[start of Data to use]

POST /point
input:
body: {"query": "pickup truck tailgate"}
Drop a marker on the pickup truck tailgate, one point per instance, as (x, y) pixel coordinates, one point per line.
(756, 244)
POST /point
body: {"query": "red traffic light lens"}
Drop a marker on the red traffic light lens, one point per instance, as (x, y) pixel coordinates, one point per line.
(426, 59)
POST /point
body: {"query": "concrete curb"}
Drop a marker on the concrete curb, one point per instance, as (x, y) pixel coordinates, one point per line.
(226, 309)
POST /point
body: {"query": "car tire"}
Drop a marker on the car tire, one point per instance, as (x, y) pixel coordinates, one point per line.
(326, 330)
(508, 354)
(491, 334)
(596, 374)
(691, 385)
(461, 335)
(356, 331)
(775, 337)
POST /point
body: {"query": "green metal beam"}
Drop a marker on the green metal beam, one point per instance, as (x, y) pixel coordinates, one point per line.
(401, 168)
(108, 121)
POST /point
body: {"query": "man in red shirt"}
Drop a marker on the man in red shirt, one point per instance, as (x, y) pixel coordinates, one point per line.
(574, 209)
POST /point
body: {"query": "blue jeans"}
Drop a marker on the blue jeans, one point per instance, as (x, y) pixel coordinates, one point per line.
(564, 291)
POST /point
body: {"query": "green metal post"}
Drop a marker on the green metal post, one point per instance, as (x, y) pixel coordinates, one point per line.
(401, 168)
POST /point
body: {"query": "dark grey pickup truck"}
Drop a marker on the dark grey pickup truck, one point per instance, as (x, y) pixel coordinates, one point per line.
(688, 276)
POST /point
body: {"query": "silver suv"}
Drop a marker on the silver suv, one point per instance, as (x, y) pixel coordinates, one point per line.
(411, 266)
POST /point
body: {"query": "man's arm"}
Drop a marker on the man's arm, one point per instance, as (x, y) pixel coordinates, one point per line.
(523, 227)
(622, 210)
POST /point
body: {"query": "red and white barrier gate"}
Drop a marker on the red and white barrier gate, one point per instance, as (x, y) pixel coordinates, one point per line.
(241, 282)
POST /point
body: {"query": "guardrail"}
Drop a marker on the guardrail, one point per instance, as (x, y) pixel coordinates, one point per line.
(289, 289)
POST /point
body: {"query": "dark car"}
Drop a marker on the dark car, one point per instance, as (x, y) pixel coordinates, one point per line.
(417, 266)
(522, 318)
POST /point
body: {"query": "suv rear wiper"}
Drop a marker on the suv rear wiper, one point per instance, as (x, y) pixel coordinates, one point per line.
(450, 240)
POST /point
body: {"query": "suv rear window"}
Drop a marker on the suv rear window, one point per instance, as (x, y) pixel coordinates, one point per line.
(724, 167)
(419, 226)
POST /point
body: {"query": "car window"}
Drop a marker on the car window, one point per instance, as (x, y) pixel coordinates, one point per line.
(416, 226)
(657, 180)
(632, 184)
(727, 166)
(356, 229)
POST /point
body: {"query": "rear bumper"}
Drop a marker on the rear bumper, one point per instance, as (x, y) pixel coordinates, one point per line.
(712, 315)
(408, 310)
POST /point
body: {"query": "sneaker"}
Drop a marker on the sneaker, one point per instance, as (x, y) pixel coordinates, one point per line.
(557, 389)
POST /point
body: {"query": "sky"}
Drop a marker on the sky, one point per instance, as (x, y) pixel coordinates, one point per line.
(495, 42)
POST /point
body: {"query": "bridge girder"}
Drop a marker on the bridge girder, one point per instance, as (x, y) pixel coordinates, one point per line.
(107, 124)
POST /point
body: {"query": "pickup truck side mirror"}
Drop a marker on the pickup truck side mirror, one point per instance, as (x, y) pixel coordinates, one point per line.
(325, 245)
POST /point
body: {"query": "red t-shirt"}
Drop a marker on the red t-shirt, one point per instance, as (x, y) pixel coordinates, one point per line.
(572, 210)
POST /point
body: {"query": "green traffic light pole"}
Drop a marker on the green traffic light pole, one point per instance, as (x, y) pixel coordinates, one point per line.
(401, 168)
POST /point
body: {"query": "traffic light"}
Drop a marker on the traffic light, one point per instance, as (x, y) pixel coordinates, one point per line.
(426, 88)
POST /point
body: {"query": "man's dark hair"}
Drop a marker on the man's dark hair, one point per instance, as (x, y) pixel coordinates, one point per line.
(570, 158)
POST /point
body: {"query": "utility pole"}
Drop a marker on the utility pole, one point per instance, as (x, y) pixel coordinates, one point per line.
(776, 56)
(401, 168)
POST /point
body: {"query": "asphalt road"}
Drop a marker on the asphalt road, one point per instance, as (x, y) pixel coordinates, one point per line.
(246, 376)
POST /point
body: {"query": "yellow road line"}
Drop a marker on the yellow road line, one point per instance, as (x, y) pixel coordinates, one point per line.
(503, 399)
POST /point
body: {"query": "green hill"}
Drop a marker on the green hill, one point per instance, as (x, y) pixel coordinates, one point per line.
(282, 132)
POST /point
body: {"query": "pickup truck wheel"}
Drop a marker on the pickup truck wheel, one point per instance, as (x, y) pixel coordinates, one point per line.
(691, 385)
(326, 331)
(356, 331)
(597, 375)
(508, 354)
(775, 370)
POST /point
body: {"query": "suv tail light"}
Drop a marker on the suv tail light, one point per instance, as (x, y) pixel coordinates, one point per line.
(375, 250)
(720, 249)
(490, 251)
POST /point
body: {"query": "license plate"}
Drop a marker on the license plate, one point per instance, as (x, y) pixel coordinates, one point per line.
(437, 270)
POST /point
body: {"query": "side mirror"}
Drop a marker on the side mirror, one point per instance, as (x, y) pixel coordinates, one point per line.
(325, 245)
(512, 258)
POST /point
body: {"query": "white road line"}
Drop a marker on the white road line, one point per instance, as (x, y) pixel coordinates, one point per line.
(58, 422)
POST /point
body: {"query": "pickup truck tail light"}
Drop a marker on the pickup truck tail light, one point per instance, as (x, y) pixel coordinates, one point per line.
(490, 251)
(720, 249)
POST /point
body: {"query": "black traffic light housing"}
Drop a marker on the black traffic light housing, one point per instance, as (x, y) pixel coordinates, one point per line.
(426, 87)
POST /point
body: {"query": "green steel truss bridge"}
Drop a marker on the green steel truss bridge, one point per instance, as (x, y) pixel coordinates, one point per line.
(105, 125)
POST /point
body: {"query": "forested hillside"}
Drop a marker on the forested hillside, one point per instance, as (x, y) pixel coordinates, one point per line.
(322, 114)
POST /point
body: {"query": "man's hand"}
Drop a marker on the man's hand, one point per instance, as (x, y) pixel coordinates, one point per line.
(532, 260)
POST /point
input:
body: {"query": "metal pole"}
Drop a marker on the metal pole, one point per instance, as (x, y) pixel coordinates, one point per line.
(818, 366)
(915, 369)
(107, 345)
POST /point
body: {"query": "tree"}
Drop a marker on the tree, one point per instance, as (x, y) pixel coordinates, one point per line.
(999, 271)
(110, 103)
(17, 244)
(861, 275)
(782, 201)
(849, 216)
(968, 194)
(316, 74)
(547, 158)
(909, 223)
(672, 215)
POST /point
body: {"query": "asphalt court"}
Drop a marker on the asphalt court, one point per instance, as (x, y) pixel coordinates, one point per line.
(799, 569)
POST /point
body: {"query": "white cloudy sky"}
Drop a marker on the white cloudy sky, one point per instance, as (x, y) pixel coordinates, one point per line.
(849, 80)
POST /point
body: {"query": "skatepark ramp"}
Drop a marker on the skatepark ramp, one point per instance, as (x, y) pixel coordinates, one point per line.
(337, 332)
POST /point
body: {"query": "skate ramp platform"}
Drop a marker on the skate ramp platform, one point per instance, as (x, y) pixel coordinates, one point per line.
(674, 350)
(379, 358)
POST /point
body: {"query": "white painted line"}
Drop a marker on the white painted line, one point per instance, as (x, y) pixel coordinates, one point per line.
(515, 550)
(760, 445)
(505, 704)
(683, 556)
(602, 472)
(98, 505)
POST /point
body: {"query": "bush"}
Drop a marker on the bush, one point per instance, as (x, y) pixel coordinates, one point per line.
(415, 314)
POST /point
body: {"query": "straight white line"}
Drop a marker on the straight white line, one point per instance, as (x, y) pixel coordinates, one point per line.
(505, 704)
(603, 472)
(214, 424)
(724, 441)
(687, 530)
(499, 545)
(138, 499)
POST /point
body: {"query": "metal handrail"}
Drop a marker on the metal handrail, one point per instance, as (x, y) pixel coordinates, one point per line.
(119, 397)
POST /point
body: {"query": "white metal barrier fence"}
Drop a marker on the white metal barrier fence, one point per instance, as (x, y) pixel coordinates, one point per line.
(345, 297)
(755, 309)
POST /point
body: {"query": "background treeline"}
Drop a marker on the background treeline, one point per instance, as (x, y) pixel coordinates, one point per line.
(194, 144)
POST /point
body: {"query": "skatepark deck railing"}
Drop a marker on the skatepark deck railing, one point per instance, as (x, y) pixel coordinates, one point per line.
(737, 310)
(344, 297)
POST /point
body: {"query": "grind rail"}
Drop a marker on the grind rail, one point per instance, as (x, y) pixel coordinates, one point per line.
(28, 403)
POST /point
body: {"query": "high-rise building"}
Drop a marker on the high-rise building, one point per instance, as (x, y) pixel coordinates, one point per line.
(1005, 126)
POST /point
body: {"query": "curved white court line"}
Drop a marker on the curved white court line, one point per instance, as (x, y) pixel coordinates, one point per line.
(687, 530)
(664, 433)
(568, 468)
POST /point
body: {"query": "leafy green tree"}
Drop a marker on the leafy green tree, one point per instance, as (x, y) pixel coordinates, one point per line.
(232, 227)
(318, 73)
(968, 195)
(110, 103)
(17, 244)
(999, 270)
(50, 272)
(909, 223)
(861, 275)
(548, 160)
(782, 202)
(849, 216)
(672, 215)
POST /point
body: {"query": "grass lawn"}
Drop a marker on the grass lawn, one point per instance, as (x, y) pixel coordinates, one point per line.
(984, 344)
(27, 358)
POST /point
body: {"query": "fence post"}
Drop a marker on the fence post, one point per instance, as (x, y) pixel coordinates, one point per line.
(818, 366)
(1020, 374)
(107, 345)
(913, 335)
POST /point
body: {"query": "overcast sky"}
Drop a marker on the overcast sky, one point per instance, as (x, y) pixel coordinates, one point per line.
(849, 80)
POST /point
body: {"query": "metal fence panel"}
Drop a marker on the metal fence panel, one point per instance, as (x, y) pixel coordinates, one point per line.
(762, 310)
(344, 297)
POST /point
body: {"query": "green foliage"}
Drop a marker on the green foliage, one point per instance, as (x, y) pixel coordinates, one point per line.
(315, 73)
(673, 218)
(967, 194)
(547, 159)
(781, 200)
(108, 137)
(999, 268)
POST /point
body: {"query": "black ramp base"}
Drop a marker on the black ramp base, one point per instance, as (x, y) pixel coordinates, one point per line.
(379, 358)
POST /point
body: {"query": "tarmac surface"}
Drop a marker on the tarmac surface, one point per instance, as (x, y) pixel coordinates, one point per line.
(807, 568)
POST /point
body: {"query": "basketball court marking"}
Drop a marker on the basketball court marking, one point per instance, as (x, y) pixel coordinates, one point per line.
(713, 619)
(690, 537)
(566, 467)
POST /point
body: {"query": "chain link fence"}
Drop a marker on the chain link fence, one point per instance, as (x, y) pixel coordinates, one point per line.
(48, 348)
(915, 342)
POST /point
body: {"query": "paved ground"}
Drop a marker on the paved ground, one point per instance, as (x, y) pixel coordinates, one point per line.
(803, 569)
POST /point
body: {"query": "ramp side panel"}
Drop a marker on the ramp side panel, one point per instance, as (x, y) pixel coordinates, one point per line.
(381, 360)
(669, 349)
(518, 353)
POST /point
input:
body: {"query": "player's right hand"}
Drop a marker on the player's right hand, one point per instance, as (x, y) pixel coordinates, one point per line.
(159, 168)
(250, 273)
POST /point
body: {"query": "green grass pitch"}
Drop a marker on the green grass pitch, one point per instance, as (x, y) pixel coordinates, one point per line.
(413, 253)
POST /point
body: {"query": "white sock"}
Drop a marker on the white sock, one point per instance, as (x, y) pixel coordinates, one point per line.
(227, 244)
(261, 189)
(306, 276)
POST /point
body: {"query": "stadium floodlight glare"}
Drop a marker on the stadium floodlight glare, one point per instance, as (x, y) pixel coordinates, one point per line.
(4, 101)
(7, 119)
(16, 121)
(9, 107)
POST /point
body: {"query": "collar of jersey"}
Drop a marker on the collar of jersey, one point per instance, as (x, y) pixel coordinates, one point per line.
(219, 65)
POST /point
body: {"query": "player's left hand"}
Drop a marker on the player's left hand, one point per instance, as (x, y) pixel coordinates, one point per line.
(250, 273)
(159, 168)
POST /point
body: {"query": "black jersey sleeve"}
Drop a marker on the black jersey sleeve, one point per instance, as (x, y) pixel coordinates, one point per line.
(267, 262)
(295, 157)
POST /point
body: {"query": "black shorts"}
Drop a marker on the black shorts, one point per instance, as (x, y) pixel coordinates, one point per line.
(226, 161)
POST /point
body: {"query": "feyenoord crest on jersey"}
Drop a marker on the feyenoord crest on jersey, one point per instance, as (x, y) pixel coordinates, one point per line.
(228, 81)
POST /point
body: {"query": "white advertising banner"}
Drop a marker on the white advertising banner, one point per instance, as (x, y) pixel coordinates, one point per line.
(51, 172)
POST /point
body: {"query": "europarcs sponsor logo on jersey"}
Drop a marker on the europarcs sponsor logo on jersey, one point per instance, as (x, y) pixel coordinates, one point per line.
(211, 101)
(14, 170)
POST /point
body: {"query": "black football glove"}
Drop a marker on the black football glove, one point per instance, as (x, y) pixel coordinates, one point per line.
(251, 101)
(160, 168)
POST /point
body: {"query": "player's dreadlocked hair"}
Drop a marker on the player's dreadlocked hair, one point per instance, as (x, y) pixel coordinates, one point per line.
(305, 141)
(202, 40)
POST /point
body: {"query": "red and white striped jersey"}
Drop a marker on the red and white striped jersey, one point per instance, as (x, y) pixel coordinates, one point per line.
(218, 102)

[end of Data to use]

__What the task requires__
Filter the listing above and give back every line that contains the word "platform", copied without changes.

__Answer for the task__
body: {"query": "skate ramp platform"}
Drop a marker on the skate ramp platform, one point per instance, as (x, y) pixel coordinates, one point per line.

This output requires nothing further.